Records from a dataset

-=-=-

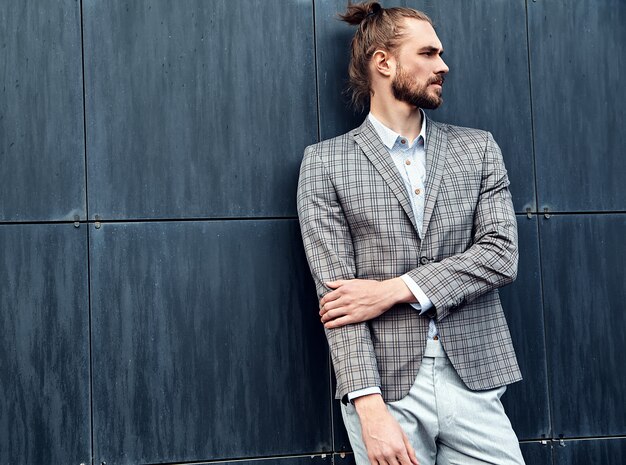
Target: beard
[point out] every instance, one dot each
(406, 90)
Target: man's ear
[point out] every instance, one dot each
(382, 62)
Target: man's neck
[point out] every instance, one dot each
(403, 118)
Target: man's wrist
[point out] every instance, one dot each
(400, 291)
(371, 403)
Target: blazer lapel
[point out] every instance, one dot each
(365, 135)
(436, 146)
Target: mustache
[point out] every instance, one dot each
(437, 80)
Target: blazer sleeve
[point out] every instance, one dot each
(329, 250)
(491, 261)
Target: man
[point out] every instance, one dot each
(409, 230)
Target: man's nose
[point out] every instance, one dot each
(443, 68)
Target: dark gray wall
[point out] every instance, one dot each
(155, 303)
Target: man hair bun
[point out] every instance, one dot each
(356, 13)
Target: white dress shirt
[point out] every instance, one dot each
(410, 159)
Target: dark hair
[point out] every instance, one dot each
(378, 28)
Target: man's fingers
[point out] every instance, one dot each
(332, 295)
(335, 284)
(332, 315)
(338, 322)
(410, 451)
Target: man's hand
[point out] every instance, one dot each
(356, 300)
(384, 440)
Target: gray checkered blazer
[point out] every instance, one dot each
(357, 222)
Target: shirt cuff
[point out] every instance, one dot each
(424, 304)
(363, 392)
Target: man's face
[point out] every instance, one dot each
(420, 70)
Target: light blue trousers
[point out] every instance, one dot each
(446, 423)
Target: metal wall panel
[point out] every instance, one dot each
(206, 343)
(536, 453)
(197, 109)
(591, 451)
(308, 460)
(526, 402)
(583, 260)
(578, 64)
(44, 345)
(487, 87)
(42, 152)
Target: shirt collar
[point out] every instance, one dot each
(389, 137)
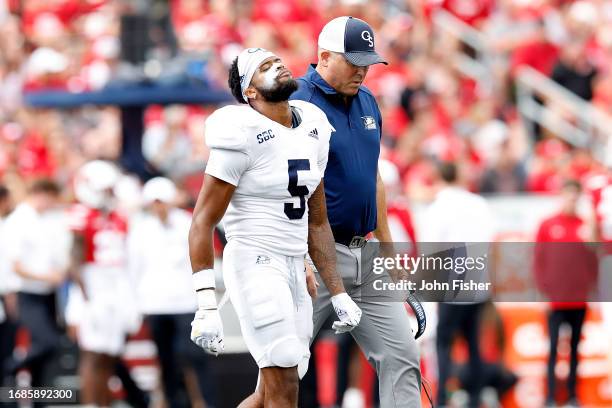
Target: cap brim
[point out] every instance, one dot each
(364, 59)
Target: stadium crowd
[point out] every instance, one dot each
(431, 111)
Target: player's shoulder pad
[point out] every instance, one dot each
(226, 127)
(312, 113)
(305, 90)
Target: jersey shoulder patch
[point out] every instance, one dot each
(314, 116)
(225, 128)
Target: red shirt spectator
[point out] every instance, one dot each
(565, 268)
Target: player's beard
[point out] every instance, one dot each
(280, 93)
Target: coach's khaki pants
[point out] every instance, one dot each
(383, 334)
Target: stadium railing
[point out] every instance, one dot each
(540, 100)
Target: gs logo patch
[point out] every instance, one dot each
(368, 122)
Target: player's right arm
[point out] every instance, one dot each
(227, 161)
(213, 200)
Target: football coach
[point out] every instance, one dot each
(356, 203)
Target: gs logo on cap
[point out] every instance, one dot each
(367, 36)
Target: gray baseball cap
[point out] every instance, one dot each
(352, 37)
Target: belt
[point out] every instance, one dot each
(355, 241)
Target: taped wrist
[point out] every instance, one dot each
(204, 285)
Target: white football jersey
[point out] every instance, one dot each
(275, 170)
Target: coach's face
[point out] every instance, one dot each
(343, 76)
(273, 81)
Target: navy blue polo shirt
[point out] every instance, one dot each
(350, 177)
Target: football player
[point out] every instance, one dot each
(101, 310)
(264, 173)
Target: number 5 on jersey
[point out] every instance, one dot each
(293, 212)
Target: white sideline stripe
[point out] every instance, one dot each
(140, 350)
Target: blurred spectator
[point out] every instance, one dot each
(168, 145)
(566, 272)
(159, 265)
(574, 71)
(456, 216)
(506, 175)
(102, 306)
(38, 255)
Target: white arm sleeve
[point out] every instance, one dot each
(227, 165)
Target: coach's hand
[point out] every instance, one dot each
(207, 331)
(348, 312)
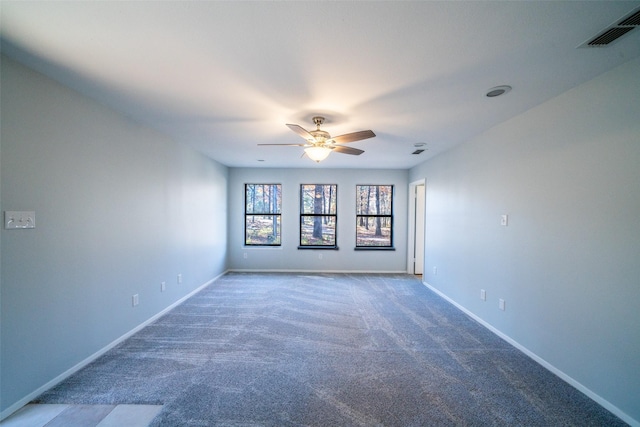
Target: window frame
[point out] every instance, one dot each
(360, 215)
(334, 216)
(278, 214)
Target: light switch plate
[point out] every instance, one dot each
(14, 220)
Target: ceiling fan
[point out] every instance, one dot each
(320, 143)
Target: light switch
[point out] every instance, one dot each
(19, 219)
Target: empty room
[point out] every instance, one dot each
(320, 213)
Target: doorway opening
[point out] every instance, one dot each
(415, 249)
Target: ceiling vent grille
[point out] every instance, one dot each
(614, 32)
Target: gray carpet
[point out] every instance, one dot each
(326, 350)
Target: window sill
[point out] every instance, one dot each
(374, 248)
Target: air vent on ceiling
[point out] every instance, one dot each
(615, 31)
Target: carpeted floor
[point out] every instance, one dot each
(282, 349)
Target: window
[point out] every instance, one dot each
(318, 216)
(374, 216)
(262, 214)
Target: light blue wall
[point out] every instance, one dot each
(119, 209)
(568, 264)
(288, 256)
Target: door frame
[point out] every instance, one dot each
(411, 236)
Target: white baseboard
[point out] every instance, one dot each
(262, 270)
(589, 393)
(28, 398)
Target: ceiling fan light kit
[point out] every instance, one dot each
(320, 144)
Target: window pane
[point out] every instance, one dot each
(262, 214)
(317, 230)
(374, 199)
(373, 231)
(263, 198)
(318, 199)
(262, 230)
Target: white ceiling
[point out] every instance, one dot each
(225, 76)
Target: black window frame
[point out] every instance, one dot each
(254, 214)
(305, 215)
(360, 215)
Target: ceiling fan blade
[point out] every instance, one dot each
(302, 132)
(289, 145)
(347, 150)
(352, 137)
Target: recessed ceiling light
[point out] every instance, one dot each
(498, 90)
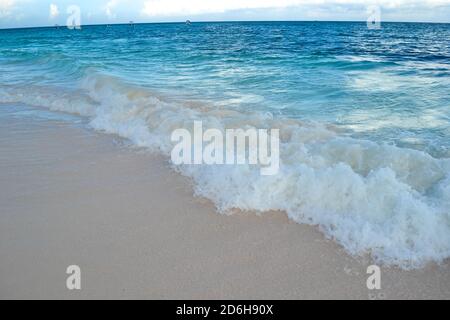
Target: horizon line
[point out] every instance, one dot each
(212, 21)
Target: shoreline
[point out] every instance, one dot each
(74, 196)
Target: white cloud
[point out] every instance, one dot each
(193, 7)
(6, 6)
(54, 11)
(110, 7)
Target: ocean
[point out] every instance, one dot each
(364, 115)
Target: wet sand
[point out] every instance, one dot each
(71, 196)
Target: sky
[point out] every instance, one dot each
(31, 13)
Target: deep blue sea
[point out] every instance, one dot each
(364, 114)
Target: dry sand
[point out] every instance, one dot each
(71, 196)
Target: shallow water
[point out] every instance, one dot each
(364, 114)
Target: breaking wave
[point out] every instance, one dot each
(392, 203)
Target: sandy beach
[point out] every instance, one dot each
(72, 196)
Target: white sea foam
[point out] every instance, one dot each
(391, 202)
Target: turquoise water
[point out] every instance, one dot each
(364, 114)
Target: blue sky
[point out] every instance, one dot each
(25, 13)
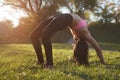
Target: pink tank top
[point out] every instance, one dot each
(82, 23)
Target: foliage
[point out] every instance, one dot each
(17, 62)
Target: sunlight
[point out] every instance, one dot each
(8, 13)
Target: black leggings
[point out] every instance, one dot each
(44, 31)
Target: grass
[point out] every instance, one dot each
(17, 62)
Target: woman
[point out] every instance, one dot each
(47, 28)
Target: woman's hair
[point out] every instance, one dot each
(81, 52)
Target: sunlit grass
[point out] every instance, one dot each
(17, 62)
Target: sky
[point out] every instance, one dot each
(7, 12)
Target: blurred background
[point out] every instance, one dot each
(19, 17)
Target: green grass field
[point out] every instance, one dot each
(17, 62)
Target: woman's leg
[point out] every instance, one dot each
(34, 36)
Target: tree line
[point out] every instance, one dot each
(38, 10)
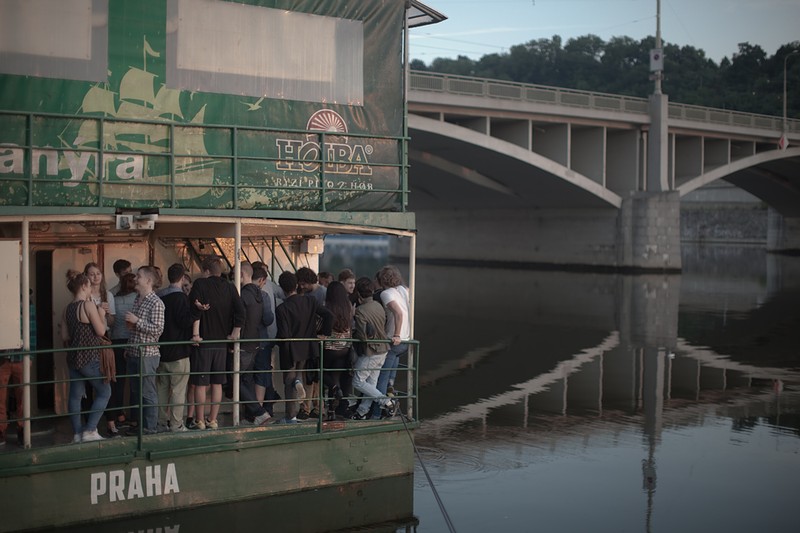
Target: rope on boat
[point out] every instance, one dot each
(439, 501)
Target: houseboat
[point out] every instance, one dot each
(161, 131)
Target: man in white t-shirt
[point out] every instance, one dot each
(394, 297)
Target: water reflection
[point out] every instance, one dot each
(571, 402)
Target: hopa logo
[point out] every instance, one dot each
(341, 157)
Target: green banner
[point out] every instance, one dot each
(154, 133)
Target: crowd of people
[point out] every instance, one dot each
(180, 385)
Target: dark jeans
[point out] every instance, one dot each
(116, 404)
(339, 362)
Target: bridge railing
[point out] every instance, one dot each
(540, 94)
(543, 94)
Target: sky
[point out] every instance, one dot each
(475, 28)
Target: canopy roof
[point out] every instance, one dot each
(421, 15)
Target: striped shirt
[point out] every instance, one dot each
(150, 310)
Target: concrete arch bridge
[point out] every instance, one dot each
(528, 175)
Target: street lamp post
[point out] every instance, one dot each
(785, 60)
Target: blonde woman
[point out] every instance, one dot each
(83, 323)
(100, 295)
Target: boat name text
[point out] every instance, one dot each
(114, 485)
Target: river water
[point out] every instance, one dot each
(563, 402)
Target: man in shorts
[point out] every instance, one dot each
(218, 315)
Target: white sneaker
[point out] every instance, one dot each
(89, 436)
(261, 420)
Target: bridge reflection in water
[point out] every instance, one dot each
(567, 402)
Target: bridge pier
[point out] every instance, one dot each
(649, 231)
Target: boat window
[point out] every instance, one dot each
(54, 39)
(225, 47)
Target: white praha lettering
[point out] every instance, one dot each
(117, 485)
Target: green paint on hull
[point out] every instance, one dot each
(101, 481)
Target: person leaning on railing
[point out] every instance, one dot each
(146, 322)
(82, 325)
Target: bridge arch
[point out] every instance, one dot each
(772, 176)
(492, 172)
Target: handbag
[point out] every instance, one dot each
(108, 366)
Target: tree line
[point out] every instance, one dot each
(751, 81)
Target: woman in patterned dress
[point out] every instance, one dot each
(83, 323)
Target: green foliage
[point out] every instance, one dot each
(750, 81)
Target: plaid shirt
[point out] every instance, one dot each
(150, 311)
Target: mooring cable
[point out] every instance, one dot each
(439, 501)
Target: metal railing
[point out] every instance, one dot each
(408, 398)
(573, 98)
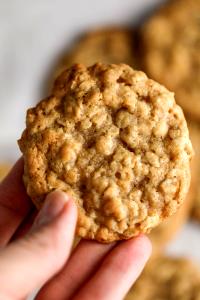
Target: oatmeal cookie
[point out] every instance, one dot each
(195, 137)
(107, 45)
(167, 230)
(115, 141)
(167, 278)
(172, 51)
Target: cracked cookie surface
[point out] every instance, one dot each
(172, 51)
(116, 142)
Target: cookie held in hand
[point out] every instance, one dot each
(116, 142)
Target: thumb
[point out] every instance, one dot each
(29, 262)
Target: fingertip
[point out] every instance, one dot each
(144, 244)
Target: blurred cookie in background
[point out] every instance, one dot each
(171, 51)
(166, 231)
(167, 278)
(106, 45)
(4, 169)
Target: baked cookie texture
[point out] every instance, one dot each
(171, 51)
(107, 45)
(167, 230)
(167, 278)
(115, 141)
(195, 137)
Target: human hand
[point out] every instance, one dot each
(41, 256)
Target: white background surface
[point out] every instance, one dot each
(32, 35)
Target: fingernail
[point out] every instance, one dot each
(53, 206)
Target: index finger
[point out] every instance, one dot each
(14, 202)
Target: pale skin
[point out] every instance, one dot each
(35, 251)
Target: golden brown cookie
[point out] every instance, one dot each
(106, 45)
(172, 51)
(4, 168)
(115, 141)
(195, 137)
(167, 230)
(167, 278)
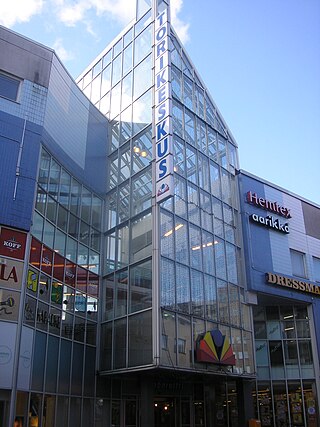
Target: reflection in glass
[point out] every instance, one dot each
(140, 287)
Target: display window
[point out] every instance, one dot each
(58, 267)
(46, 260)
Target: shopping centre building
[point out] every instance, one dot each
(125, 297)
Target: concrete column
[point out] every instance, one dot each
(146, 407)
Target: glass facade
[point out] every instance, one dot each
(133, 309)
(200, 279)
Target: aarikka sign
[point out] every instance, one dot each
(163, 121)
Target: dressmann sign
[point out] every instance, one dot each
(163, 117)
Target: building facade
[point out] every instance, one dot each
(176, 339)
(282, 253)
(52, 163)
(138, 267)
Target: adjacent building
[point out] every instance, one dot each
(282, 254)
(53, 145)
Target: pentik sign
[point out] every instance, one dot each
(163, 109)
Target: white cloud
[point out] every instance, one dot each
(181, 27)
(15, 11)
(71, 13)
(61, 51)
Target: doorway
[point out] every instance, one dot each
(164, 412)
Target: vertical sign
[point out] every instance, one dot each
(163, 119)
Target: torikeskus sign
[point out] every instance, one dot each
(163, 119)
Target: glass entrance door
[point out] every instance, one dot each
(164, 412)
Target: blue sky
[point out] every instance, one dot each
(260, 60)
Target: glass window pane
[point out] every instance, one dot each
(223, 301)
(127, 59)
(119, 343)
(298, 263)
(54, 179)
(121, 292)
(197, 293)
(220, 258)
(179, 156)
(183, 288)
(189, 126)
(9, 87)
(187, 92)
(167, 234)
(106, 80)
(142, 45)
(181, 242)
(142, 77)
(210, 291)
(191, 161)
(167, 289)
(115, 101)
(123, 247)
(75, 197)
(177, 119)
(196, 247)
(140, 287)
(142, 150)
(141, 192)
(140, 339)
(95, 89)
(44, 169)
(116, 70)
(141, 238)
(142, 112)
(126, 91)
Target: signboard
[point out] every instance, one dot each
(10, 273)
(269, 221)
(263, 203)
(9, 305)
(289, 282)
(12, 243)
(213, 347)
(163, 113)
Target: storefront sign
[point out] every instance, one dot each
(270, 222)
(12, 243)
(213, 347)
(45, 318)
(10, 273)
(9, 304)
(267, 205)
(163, 119)
(288, 282)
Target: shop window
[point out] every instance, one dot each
(298, 263)
(167, 284)
(9, 87)
(140, 339)
(140, 287)
(181, 346)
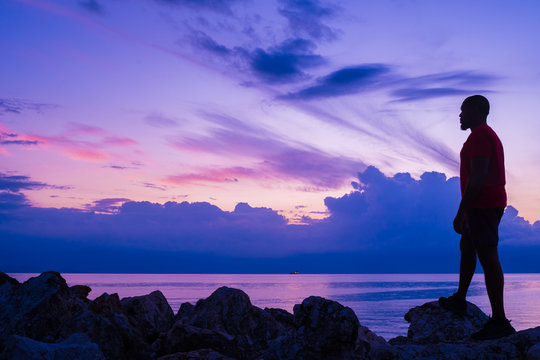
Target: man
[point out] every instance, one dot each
(483, 199)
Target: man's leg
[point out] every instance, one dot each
(467, 265)
(494, 277)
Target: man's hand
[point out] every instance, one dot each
(459, 222)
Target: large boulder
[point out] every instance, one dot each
(203, 354)
(106, 325)
(324, 329)
(151, 313)
(430, 323)
(435, 333)
(37, 308)
(47, 310)
(77, 346)
(226, 321)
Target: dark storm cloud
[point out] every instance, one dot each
(345, 81)
(92, 6)
(368, 77)
(306, 17)
(284, 63)
(107, 205)
(384, 224)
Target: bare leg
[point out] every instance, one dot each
(467, 265)
(494, 277)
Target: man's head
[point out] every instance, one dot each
(474, 112)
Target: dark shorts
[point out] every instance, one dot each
(482, 227)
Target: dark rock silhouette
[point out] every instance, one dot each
(44, 318)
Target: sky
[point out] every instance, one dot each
(257, 136)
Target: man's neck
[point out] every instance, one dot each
(477, 125)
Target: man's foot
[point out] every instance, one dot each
(454, 303)
(494, 329)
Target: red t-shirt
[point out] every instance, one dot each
(484, 142)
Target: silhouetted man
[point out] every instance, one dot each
(483, 199)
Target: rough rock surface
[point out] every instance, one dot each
(151, 312)
(324, 329)
(227, 322)
(435, 333)
(43, 318)
(76, 347)
(534, 352)
(204, 354)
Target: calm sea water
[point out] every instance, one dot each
(379, 300)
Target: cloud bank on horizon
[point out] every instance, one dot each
(393, 219)
(214, 129)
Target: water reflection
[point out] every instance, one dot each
(379, 300)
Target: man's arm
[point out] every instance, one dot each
(479, 170)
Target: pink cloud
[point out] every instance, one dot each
(276, 158)
(95, 150)
(224, 175)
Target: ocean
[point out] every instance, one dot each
(379, 300)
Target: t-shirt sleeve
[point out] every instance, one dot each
(480, 145)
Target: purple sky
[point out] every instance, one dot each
(274, 105)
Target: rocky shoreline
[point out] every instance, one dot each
(44, 318)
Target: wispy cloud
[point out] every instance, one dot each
(345, 81)
(270, 158)
(369, 77)
(16, 139)
(107, 205)
(218, 6)
(154, 186)
(223, 175)
(16, 183)
(86, 142)
(160, 121)
(283, 63)
(18, 106)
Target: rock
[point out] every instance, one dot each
(151, 313)
(437, 334)
(534, 352)
(203, 354)
(77, 346)
(431, 324)
(284, 317)
(185, 338)
(226, 321)
(106, 325)
(367, 340)
(6, 279)
(38, 308)
(324, 329)
(80, 291)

-=-=-

*Requirement*:
Display each line of the data where "jersey" occurs.

*Answer box*:
Target: jersey shoulder patch
Target: white football jersey
Target: number 5 on jersey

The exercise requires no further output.